### [Brief]
Write out the data below word for word, keeping every line in order and changing nothing.

··········

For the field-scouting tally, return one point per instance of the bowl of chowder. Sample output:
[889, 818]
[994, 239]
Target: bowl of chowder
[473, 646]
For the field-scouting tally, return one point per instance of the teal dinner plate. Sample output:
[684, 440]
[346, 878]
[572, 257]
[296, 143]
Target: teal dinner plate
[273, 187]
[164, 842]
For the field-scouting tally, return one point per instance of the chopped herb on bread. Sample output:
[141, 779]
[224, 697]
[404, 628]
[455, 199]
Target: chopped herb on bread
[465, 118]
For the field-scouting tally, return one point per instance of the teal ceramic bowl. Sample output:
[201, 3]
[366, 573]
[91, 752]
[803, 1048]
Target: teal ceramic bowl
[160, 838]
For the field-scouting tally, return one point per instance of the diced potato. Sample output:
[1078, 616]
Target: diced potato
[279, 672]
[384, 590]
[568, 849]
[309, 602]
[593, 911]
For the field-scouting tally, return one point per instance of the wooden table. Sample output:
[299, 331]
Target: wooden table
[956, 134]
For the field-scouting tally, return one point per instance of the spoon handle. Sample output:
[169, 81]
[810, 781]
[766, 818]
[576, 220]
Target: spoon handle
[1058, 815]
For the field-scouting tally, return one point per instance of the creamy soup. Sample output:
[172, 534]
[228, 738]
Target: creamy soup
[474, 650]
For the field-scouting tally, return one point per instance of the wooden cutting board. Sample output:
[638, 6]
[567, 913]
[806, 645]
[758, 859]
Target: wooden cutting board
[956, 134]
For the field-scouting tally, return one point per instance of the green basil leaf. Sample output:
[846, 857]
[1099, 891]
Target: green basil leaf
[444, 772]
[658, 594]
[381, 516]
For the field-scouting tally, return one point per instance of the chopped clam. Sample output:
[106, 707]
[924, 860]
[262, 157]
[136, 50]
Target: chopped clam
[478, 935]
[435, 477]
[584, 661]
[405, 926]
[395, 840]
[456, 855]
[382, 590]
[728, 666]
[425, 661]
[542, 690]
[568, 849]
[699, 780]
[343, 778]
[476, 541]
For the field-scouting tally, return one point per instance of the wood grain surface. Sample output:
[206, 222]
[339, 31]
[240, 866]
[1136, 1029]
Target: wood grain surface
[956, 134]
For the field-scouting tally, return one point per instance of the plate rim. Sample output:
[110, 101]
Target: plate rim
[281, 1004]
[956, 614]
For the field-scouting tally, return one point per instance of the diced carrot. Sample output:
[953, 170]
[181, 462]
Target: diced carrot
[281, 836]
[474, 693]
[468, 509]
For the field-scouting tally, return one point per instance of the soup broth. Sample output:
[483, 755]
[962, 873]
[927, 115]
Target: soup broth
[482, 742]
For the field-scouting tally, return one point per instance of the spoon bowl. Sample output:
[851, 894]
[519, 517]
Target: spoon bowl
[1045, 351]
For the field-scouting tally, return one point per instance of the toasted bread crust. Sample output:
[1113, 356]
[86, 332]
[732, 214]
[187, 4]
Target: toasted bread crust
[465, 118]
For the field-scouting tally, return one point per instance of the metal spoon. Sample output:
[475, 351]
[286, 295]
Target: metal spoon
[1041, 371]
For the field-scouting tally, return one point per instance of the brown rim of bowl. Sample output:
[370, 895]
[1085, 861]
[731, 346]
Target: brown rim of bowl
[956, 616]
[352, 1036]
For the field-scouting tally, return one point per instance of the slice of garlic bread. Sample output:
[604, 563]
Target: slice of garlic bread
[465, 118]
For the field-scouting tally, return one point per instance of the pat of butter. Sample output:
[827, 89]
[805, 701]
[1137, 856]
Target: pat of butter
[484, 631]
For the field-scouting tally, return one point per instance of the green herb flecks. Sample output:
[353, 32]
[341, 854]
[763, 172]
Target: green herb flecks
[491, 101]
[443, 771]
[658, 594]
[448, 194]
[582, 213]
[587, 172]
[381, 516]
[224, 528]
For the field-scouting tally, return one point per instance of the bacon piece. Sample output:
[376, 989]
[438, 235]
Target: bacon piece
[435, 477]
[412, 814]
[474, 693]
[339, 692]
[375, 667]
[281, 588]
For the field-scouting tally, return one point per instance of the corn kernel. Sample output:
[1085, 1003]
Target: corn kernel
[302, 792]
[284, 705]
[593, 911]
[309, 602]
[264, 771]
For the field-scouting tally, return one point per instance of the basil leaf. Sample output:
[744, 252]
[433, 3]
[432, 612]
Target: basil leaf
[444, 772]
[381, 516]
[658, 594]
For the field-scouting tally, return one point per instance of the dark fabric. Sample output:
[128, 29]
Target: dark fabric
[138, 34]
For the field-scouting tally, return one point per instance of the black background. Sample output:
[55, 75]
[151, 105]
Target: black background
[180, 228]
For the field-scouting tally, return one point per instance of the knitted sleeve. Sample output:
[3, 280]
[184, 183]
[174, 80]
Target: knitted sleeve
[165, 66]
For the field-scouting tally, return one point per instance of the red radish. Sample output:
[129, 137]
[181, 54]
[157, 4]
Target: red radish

··········

### [Task solution]
For the field-scouting tally, return one point per instance of the bowl of chowder. Sample output:
[889, 818]
[994, 239]
Target: bowl of chowder
[473, 646]
For the field-scouting tally, return one point per instance of the teal dinner plate. Sample output:
[684, 440]
[346, 878]
[572, 257]
[296, 143]
Target: teal dinner plate
[273, 187]
[164, 842]
For the field-scouting tally, return one point per instance of the chopped herb on bread. Sample output:
[141, 779]
[224, 697]
[404, 628]
[455, 199]
Target: chopped herb on bread
[465, 118]
For the field-scouting tally, return one point per instance of the teal ceramic bowl. Sample output:
[201, 3]
[366, 573]
[91, 752]
[803, 1048]
Target: teal ceramic bowl
[160, 838]
For the field-scouting tally, return one point per instance of the diced potato. Sample output:
[1078, 616]
Target: diced potato
[279, 672]
[384, 590]
[568, 849]
[309, 602]
[593, 911]
For the field-scouting tally, return one point per instance of the wooden table. Sample output:
[299, 331]
Target: wooden table
[956, 134]
For the field-scouting tally, return one point per instance of the spoon handle. Sample output:
[169, 81]
[810, 781]
[766, 818]
[576, 220]
Target: spoon handle
[1058, 815]
For the field-scouting tally, return one point per instance of the creamy soup. Sample output:
[172, 534]
[228, 738]
Target: creamy soup
[474, 650]
For the field-scouting tally, return one point per instance of the wooden cutting board. Sample output:
[638, 6]
[567, 913]
[806, 645]
[758, 859]
Target: wooden cutting board
[956, 134]
For the field-scouting tally, return one point per instance of the green basil leaf. Sample output:
[846, 857]
[1099, 891]
Target: green basil leaf
[444, 772]
[658, 594]
[381, 516]
For the field-scouting tally, return one point per instance of the chopped clam. Sample output:
[106, 707]
[924, 860]
[262, 157]
[136, 50]
Target: chopped clam
[478, 935]
[435, 477]
[584, 661]
[405, 926]
[395, 840]
[456, 855]
[382, 590]
[728, 666]
[425, 661]
[542, 690]
[568, 849]
[699, 780]
[343, 778]
[476, 541]
For the field-scouting tally, return one point per instance of the wood grain surface. Sample output:
[206, 222]
[339, 31]
[240, 866]
[1136, 1029]
Target: wood grain surface
[956, 134]
For the field-scouting tally, return one point per instance of the plate rim. Sample output:
[110, 101]
Target: plate rim
[281, 1004]
[956, 614]
For the field-scouting tally, return one point per instance of the diced carrot. Sample output:
[953, 170]
[181, 462]
Target: diced carrot
[281, 836]
[474, 693]
[468, 509]
For the field-scouting tally, return one point per instance of the soup broth. Sample output:
[483, 755]
[962, 873]
[927, 115]
Target: soup broth
[482, 742]
For the field-scouting tally, return one point per instance of the spoon bowl. Sample output:
[851, 894]
[519, 517]
Target: spoon bowl
[1045, 351]
For the field-scouting tally, return one point per instance of the toasted bread crust. Sample output:
[1113, 356]
[86, 332]
[732, 214]
[187, 4]
Target: toasted bread crust
[465, 118]
For the field-scouting tally, return one point per instance of the metal spoon. Sample output:
[475, 351]
[286, 295]
Target: metal spoon
[1041, 371]
For the field-scouting tally, return one point per instance of the brown rim of bowl. Sample output:
[370, 895]
[1085, 861]
[731, 346]
Target: brown rim of bowl
[956, 616]
[352, 1036]
For the field-scouting tally, return one point per instance of the slice of garlic bread. Sample output:
[604, 563]
Target: slice of garlic bread
[465, 118]
For the field-scouting tally, return one point per instance of the pat of butter. Sample output:
[827, 89]
[805, 701]
[1137, 856]
Target: pat of butter
[484, 631]
For the field-scouting tally, return one point per instance of the green herb flecks. Sample output:
[353, 32]
[341, 854]
[763, 172]
Target: green herb flecks
[491, 101]
[443, 771]
[658, 594]
[448, 194]
[582, 213]
[587, 172]
[381, 516]
[224, 528]
For the field-scouting tally, return one point per instance of the bacon piece. Sample output:
[376, 989]
[438, 235]
Target: bacon piece
[435, 477]
[412, 814]
[474, 693]
[339, 692]
[375, 667]
[281, 588]
For the field-scouting tally, return one point per instance of the corn kernel. Sample output:
[1085, 1003]
Target: corn kernel
[302, 792]
[284, 705]
[593, 911]
[309, 602]
[264, 771]
For the field-scouting tally, return one point per instance of the basil leaf. Sample output:
[744, 252]
[433, 3]
[432, 612]
Target: basil leaf
[444, 772]
[381, 516]
[658, 594]
For the field-scouting tally, return one point per instance of the dark fabric. Sample output:
[128, 29]
Target: dark fabric
[138, 34]
For the field-scouting tally, return one point per instance of the black background. Sample output:
[55, 75]
[151, 105]
Target: black background
[180, 228]
For the field-scouting tally, return one point per instance of the knitted sleeve. Sample output:
[3, 280]
[184, 183]
[174, 80]
Target: knitted sleeve
[165, 66]
For the field-scouting tally, return one point per instance of the red radish. Sample output:
[129, 137]
[181, 54]
[157, 4]
Target: red radish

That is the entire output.